Entries from a pointing dataset:
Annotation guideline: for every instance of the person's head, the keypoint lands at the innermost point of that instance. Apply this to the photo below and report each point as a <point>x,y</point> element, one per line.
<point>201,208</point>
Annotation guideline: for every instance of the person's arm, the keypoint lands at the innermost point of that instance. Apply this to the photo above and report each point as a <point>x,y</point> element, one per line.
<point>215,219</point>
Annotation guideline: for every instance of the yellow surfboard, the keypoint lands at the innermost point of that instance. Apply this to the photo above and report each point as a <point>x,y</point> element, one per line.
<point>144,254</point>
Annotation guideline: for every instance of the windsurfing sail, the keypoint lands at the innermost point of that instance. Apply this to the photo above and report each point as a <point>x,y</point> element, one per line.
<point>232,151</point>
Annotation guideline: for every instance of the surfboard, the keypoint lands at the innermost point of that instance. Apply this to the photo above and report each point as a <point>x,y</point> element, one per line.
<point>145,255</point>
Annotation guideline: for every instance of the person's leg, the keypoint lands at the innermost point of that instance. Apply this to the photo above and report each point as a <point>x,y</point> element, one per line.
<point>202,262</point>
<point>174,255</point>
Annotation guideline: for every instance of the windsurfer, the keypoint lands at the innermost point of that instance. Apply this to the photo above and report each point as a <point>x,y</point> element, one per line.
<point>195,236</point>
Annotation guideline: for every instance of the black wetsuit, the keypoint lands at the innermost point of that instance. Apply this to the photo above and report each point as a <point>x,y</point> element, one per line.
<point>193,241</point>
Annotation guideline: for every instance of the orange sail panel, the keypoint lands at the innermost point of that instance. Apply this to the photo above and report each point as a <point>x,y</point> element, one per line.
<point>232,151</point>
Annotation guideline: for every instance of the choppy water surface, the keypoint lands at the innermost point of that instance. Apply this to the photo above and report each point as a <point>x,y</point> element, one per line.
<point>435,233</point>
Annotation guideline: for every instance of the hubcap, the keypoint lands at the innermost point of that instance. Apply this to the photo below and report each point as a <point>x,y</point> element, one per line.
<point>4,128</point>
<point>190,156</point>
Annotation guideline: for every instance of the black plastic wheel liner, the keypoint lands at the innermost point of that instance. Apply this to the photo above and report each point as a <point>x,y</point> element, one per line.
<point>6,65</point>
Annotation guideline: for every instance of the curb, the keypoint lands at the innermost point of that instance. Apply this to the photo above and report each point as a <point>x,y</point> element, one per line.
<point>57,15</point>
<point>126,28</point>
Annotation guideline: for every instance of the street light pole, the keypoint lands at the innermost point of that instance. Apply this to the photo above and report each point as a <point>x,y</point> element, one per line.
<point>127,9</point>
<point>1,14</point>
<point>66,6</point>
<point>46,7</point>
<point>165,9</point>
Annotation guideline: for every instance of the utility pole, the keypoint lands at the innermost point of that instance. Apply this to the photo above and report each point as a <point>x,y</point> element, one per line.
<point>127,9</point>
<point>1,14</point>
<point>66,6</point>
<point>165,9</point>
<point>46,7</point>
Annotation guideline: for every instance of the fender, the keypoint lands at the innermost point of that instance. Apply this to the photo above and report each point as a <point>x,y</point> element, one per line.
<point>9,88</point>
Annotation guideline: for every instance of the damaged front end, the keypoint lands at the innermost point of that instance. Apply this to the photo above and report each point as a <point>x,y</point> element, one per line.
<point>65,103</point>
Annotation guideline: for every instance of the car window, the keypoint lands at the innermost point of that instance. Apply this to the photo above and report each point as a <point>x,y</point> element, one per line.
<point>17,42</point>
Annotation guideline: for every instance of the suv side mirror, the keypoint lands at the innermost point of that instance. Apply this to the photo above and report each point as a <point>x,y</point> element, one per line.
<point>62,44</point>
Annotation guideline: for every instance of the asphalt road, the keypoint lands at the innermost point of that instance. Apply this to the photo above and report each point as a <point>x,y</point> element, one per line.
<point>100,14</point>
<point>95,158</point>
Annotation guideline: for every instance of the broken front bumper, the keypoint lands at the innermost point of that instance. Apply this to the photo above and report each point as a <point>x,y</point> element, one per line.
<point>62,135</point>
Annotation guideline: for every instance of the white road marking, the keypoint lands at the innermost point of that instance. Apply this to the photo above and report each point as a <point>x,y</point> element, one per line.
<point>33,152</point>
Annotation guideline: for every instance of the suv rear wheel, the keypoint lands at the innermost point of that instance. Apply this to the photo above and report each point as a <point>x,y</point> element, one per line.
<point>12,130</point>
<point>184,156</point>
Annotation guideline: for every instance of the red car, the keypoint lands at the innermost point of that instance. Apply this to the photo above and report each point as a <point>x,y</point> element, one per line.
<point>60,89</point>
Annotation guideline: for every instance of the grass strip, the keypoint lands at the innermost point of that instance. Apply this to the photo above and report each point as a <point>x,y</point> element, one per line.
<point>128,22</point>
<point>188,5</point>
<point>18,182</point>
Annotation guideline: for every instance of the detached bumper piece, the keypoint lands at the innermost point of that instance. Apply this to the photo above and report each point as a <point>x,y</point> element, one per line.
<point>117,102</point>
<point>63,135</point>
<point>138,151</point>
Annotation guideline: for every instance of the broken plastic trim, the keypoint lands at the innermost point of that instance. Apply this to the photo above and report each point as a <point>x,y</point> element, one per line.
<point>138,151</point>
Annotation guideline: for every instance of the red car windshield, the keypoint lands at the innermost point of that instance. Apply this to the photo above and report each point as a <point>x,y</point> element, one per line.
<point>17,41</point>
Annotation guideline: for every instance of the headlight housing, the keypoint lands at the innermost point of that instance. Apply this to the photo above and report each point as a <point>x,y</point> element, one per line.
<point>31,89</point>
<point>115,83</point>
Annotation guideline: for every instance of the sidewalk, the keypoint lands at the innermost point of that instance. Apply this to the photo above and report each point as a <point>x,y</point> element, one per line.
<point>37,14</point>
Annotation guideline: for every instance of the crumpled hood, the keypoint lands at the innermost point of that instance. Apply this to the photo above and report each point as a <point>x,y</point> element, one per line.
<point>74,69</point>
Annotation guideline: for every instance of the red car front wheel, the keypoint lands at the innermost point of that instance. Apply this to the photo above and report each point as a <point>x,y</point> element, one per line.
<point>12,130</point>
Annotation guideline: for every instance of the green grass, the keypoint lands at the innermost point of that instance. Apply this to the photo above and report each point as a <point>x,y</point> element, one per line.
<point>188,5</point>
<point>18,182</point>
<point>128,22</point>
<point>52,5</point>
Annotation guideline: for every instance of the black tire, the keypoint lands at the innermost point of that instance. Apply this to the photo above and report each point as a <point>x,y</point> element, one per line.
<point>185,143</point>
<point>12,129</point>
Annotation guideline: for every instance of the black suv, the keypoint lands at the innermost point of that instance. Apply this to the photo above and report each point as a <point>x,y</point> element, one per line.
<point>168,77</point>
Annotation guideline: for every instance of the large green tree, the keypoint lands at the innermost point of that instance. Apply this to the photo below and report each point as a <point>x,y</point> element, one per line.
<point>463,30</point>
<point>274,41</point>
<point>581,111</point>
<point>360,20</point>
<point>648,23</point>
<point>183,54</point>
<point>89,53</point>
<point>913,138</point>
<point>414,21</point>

Problem details :: Rewrite the lines above, swapping in "most central point" wherever "innermost point" appears and leaving everything else as it is.

Response ::
Annotation guideline: for every instance of the person's head, the keypoint lands at the most central point of that instance. Apply this to the photo below and report each point as a <point>x,y</point> element, one per line.
<point>201,208</point>
Annotation guideline: for every instance of the person's arm, the keypoint lands at the most central point of that instance. Apply this to the photo above and report each point as a <point>x,y</point> element, one per line.
<point>215,219</point>
Annotation guideline: for every instance of the yellow surfboard, the keypoint lands at the most central point of that instance. Apply this to the photo above and report each point as a <point>x,y</point> element, one per line.
<point>144,254</point>
Annotation guideline: for every instance of the windsurfing sail, the keypoint lands at the most central point of that instance. Apply this to the photo above and report each point as a <point>x,y</point> element, one per line.
<point>232,151</point>
Annotation guideline: for every instance of the surfboard, the keypoint lands at the most central point of that instance. Apply this to the photo above and report each point as a <point>x,y</point> element, one per line.
<point>145,255</point>
Annotation guideline: for every instance of the person's leg, the keypoint lands at the most central point of that instance. Apply this to the photo above and report each point as a <point>x,y</point> element, one per line.
<point>202,262</point>
<point>174,255</point>
Annotation guideline: for every instance of the windsurfer, the keypoint lands at the most central point of that instance. Apply this to the photo above and report each point as a <point>x,y</point> element, one per line.
<point>195,236</point>
Annotation guideline: for every instance of the black wetsuit, the keypoint lands at the most central point of that instance. Apply this to the photo above and report each point as a <point>x,y</point> element, one per line.
<point>193,241</point>
Annotation guideline: for every instance of the orange sail panel, the keypoint lands at the most central point of that instance. Apply this to the photo above and report each point as a <point>x,y</point> element, one per line.
<point>232,151</point>
Annotation guideline: for every instance of the choppy water surface, the keypoint lands at the most central point of that instance. Apply this to the photo above and report each point as a <point>x,y</point> element, one per line.
<point>435,233</point>
Annotation guideline: for every instance of the hubcap, the keypoint lands at the most central point of that instance. Apply this to the photo below and report each point as a <point>x,y</point> element, one per line.
<point>4,128</point>
<point>190,156</point>
Annotation guideline: for every instance of the black plastic wheel liner, the keypoint lands at the most central point of that instance. Apply this to the photo above and report each point as a <point>x,y</point> element, one per line.
<point>6,65</point>
Annotation guideline: for every instance of the curb, the keypoint lands at the most central point of that instance. Apply this to the photo above and report each point as a <point>x,y</point> element, one per line.
<point>57,15</point>
<point>126,28</point>
Annotation guideline: for every instance of the street light pole, the keypoint lands at the most central point of that instance. Apply this to the photo above and report each point as a <point>x,y</point> element, one per line.
<point>127,9</point>
<point>1,14</point>
<point>66,6</point>
<point>46,7</point>
<point>165,9</point>
Annotation guideline: for every instance of the utility pole, the keypoint lands at the most central point of that instance. Apply this to the photo above and report each point as a <point>x,y</point> element, one per line.
<point>127,9</point>
<point>1,14</point>
<point>66,6</point>
<point>165,9</point>
<point>46,7</point>
Annotation guideline: for every instance of the fender, the keypoint lands at the most central point of that instance. Apply this to the photo above and report each point as a <point>x,y</point> element, one per line.
<point>9,88</point>
Annotation guideline: for every instance of the damaged front end, the keypoint lands at the most central point of that instance. Apply this to the photo above and report each point as a <point>x,y</point> element, one per line.
<point>65,103</point>
Annotation guideline: for every instance of the car window, the keypoint lands at the most central point of that instance. Apply this to the photo above and report each point as a <point>x,y</point> element, one per line.
<point>17,42</point>
Annotation guideline: for every instance of the suv side mirror, the keypoint lands at the most central point of that instance. Apply this to the photo above and report each point as a <point>x,y</point> element, one per line.
<point>62,44</point>
Annotation guideline: for every instance of the asphalt road, the keypoint lands at the most central point of that instance. Apply this to the photo above and report each point as a <point>x,y</point> element, one per line.
<point>100,14</point>
<point>95,158</point>
Annotation guideline: for every instance of the broken front bumper, the keypoint lands at the most central point of that instance. Apply this to the photo above and report each point as a <point>x,y</point> element, one per line.
<point>62,135</point>
Annotation guideline: for every instance of the white road marking, the keypoint lands at the most central point of that instance. Apply this to the photo above and report each point as a <point>x,y</point> element, one per line.
<point>33,152</point>
Annotation guideline: for every instance of the suv rear wheel, the keypoint lands at the most central point of that instance. Apply this to the photo above and report each point as a <point>x,y</point> element, one per line.
<point>12,130</point>
<point>184,156</point>
Annotation guideline: for every instance of the red car, the keypoint lands at the most central point of that instance. Apply this to the photo above and report each point as a <point>x,y</point> element, one per line.
<point>60,89</point>
Annotation guideline: for every instance of the grass strip, the keypoint lands at the most central point of that instance. Apply this to the photo above and report each point as a <point>x,y</point> element, one per line.
<point>128,22</point>
<point>188,5</point>
<point>18,182</point>
Annotation guideline: for every instance of the detached bumper piece, the keypoint lands at the most central point of that instance. Apply this to the photo above and report each point as a <point>x,y</point> element, one per line.
<point>117,102</point>
<point>63,135</point>
<point>138,151</point>
Annotation guideline: for every instance of the broken plastic trim, the keypoint lands at the most central point of that instance. Apply this to the photo above and report each point as a <point>x,y</point> element, one per line.
<point>138,151</point>
Annotation guideline: for every instance of the red car windshield, the keypoint lands at the most central point of that instance. Apply this to the photo above and report each point as a <point>x,y</point> element, one per line.
<point>17,41</point>
Annotation guideline: for every instance of the headlight housing, the keypoint lands at the most central point of that instance. Apply this to the photo above and report each point as a <point>x,y</point> element, one per line.
<point>31,89</point>
<point>115,83</point>
Annotation guideline: for every instance of the sidewalk, the keypoint lands at the most central point of that instance. Apply this to the photo above and report each point as a <point>x,y</point> element, one per line.
<point>37,14</point>
Annotation guideline: for every instance of the crumpled hood, the keypoint lands at the most central point of that instance. Apply this to the photo above and report each point as a <point>x,y</point> element, one per line.
<point>74,69</point>
Annotation guideline: for every instance of the red car front wheel, the keypoint lands at the most central point of that instance. Apply this to the photo above and report each point as a <point>x,y</point> element, one per line.
<point>12,130</point>
Annotation guideline: for every instance of the green grass, the keypoint lands at the most central point of that instance. Apply this to the photo above and report each point as a <point>x,y</point> element, one per line.
<point>188,5</point>
<point>18,182</point>
<point>128,22</point>
<point>52,5</point>
Annotation guideline: for every instance of the black tire, the keypoint lands at the most central point of that instance. Apply this to the photo above and report each point as a <point>x,y</point> element, one per line.
<point>185,143</point>
<point>12,129</point>
Annotation guideline: for every instance of the black suv, the keypoint lands at the most central point of that instance. Apply this to the photo above and report each point as a <point>x,y</point> element, one per line.
<point>168,77</point>
Annotation guideline: for every instance of the large green tree, the keypoint lands at the most central point of that instance. Apply this to the photo below and report each point as a <point>x,y</point> element, one per line.
<point>463,30</point>
<point>274,41</point>
<point>581,111</point>
<point>360,20</point>
<point>648,23</point>
<point>183,54</point>
<point>89,53</point>
<point>913,138</point>
<point>414,21</point>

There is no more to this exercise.